(YOUR INSTRUCTIONS): Lines holding the string "mask" are the ones to copy from this listing.

(EXCERPTED DATA):

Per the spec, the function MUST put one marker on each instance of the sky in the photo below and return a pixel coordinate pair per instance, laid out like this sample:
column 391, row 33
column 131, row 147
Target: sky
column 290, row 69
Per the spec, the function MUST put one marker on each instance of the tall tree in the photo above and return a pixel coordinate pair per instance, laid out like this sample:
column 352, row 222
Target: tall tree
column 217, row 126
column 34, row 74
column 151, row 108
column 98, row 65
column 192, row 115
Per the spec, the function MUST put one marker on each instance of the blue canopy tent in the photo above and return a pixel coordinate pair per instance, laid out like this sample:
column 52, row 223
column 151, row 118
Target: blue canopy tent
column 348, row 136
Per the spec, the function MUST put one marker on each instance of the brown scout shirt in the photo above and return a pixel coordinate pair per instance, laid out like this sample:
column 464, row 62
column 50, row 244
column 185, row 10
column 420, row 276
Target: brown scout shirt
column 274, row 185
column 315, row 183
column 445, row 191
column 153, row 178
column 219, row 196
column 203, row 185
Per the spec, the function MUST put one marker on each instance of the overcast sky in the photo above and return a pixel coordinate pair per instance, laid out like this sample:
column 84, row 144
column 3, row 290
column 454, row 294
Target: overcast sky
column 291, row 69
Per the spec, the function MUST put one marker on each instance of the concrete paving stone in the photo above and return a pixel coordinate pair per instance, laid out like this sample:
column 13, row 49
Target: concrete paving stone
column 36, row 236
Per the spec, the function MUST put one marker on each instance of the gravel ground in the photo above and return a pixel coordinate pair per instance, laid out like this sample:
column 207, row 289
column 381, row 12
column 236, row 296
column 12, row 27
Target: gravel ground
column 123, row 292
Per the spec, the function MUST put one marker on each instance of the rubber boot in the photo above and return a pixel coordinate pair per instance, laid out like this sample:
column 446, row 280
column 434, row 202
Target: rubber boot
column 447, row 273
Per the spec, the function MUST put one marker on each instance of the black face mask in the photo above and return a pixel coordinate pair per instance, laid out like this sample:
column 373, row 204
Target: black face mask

(REPLY):
Per the spec, the function MUST put one marker on each instance of the black face mask in the photo above and return a pixel coordinate pair per instance, laid out like this sample:
Target: black face mask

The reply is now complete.